_Written instruction_
Quote word for word the items between the lines holding "the wheel hub?" and "[663,273,868,295]", inclusive, and nothing else.

◆ ◆ ◆

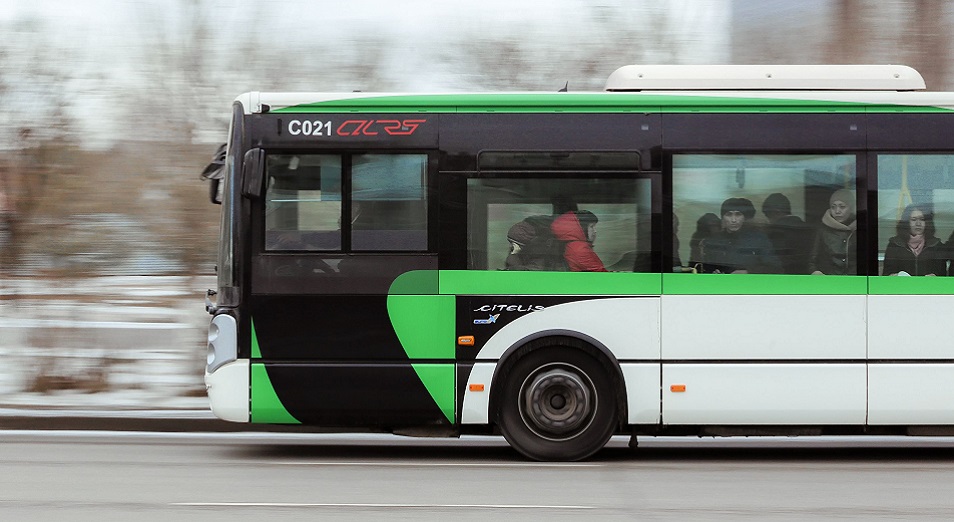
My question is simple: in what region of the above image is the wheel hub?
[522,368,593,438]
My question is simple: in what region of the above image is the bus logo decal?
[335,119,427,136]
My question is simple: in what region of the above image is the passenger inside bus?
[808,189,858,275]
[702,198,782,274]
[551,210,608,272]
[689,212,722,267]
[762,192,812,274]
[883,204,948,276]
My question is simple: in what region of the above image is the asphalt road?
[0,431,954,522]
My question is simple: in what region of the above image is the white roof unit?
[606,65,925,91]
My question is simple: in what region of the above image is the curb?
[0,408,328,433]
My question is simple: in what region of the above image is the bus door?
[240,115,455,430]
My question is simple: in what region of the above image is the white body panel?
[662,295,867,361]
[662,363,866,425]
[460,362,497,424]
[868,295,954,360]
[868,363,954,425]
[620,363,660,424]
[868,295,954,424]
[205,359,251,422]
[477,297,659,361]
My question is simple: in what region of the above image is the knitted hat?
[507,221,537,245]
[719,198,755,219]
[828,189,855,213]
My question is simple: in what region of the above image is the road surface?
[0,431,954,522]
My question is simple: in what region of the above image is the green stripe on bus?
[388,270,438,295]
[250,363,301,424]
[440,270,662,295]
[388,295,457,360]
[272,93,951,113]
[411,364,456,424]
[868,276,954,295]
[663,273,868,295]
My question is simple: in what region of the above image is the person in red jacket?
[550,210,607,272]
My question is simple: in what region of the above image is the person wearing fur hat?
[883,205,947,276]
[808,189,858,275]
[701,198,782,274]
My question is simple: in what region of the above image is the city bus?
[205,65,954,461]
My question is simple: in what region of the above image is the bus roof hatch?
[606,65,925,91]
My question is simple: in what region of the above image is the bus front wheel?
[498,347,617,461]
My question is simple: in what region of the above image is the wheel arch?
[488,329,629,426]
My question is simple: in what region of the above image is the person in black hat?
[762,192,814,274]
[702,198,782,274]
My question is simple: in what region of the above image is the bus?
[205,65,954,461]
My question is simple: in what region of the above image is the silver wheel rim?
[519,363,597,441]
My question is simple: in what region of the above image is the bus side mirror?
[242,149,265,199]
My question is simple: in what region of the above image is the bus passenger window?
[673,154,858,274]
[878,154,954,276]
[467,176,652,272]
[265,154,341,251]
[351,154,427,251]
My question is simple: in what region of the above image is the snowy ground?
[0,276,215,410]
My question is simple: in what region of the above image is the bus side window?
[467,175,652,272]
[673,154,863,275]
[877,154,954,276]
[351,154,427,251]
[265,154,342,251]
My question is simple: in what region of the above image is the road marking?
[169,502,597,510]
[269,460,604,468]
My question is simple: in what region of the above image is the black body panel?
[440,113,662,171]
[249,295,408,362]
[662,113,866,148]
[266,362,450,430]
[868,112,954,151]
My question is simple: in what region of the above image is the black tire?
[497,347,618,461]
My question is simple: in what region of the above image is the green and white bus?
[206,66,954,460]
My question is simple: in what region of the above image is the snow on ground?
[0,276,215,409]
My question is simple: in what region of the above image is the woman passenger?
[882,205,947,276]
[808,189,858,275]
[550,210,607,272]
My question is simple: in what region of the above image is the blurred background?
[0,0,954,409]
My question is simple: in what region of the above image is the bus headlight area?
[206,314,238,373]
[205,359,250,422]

◆ ◆ ◆

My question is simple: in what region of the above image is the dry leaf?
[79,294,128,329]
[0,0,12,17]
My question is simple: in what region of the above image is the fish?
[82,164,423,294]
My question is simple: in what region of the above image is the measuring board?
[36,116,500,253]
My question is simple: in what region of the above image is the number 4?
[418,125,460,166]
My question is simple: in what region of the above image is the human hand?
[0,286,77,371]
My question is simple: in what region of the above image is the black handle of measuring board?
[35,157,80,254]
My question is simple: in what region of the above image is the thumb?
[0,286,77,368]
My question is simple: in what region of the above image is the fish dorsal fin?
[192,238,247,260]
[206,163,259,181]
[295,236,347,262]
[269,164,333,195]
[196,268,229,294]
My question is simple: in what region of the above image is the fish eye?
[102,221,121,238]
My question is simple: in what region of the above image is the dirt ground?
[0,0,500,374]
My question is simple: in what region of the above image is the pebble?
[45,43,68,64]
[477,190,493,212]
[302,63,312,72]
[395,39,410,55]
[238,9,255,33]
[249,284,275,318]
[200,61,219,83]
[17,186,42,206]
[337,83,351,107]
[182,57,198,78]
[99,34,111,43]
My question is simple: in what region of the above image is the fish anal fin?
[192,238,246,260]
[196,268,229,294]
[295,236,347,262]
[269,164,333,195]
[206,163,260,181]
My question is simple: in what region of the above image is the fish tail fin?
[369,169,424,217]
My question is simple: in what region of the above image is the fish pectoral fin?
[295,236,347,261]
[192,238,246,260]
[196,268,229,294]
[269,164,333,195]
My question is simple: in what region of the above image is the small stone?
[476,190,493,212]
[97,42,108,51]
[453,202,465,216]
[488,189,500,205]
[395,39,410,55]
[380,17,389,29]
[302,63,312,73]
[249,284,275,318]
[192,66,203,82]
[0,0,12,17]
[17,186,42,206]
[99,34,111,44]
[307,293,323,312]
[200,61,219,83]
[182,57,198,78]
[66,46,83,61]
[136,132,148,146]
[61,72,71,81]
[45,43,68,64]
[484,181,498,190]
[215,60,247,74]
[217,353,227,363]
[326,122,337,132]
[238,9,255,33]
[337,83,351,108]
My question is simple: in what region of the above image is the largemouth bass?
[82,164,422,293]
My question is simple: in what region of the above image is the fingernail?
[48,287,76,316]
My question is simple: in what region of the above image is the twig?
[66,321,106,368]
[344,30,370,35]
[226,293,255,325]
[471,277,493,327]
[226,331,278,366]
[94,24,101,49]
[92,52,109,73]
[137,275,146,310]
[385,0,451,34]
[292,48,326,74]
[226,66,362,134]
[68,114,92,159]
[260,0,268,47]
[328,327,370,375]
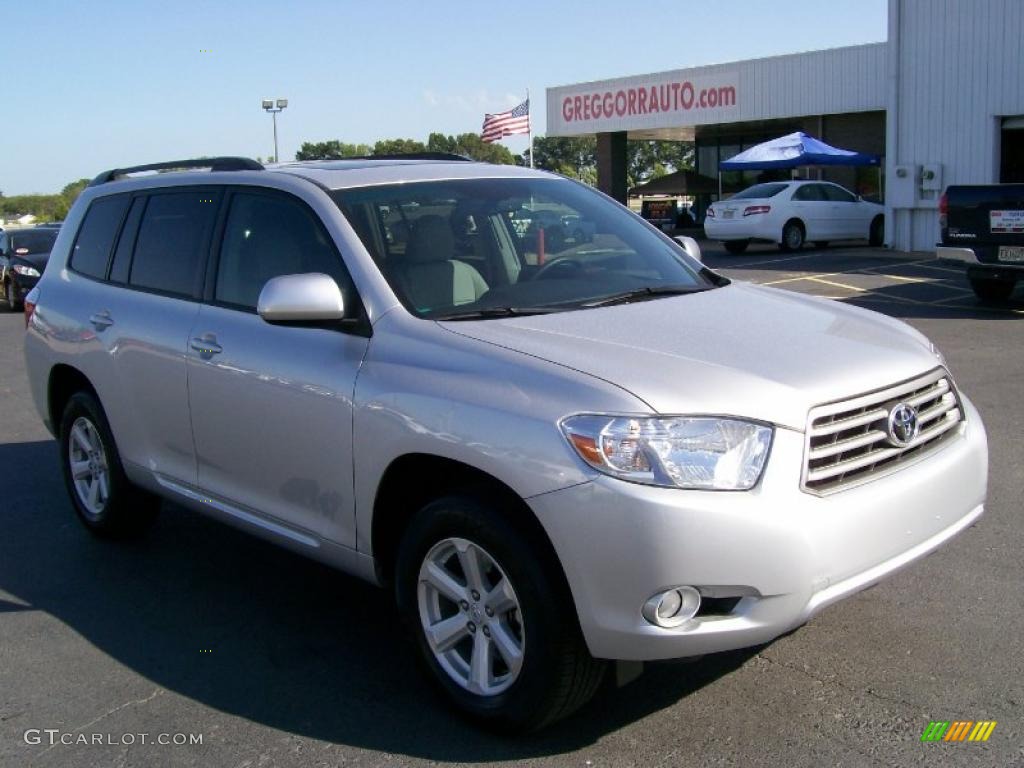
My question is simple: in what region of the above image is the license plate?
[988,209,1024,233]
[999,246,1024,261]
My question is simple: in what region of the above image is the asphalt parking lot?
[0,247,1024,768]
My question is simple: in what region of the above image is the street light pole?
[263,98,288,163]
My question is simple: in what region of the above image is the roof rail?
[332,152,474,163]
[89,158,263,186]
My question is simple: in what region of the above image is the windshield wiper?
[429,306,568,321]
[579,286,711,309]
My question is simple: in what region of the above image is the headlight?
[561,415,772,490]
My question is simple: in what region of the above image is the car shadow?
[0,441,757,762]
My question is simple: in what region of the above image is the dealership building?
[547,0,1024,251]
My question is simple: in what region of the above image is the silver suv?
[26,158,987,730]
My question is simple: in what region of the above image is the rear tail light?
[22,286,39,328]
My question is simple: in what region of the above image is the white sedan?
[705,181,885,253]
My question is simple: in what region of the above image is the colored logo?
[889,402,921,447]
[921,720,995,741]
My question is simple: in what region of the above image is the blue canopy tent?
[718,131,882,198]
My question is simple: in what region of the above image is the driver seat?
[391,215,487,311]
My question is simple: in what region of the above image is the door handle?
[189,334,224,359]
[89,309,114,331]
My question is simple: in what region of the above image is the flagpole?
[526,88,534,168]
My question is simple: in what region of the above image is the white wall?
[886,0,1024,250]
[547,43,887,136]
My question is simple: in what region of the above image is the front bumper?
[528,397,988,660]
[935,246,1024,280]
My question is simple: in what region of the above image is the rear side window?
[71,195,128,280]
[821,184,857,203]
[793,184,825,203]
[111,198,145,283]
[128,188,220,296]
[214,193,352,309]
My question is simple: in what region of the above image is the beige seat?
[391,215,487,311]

◆ ◆ ◆

_Answer_
My question is simple: in what region of the above image is the wheel hub?
[522,368,593,438]
My question is simple: in what region of the above image is the bus logo decal?
[335,119,427,136]
My question is simple: in what region of the above image is the passenger inside bus?
[808,189,858,275]
[702,198,782,274]
[551,210,608,272]
[689,212,722,267]
[762,192,812,274]
[883,204,948,276]
My question is simple: in what region of the above image is the asphalt road?
[0,431,954,522]
My question is simple: in what region of the above image is the white roof unit?
[606,65,925,91]
My question is simple: in what region of the above image is the curb?
[0,408,328,433]
My question is simple: in what region of the above image is the bus door?
[240,115,455,430]
My question is simple: in what region of the above image is the white body panel?
[662,295,867,361]
[662,363,866,425]
[460,362,497,424]
[868,295,954,360]
[868,363,954,425]
[620,363,660,424]
[868,295,954,424]
[205,359,251,422]
[477,297,659,361]
My question is simple: in what region of the above image is the knitted hat?
[507,221,537,245]
[719,198,755,219]
[828,189,855,213]
My question is simple: in what region of the above image is the road surface?
[0,431,954,522]
My question is simple: in what region of the above image is the green stripe on bus?
[388,270,438,295]
[250,363,301,424]
[440,270,662,295]
[388,295,457,360]
[272,93,951,113]
[411,364,456,424]
[868,276,954,295]
[663,273,868,295]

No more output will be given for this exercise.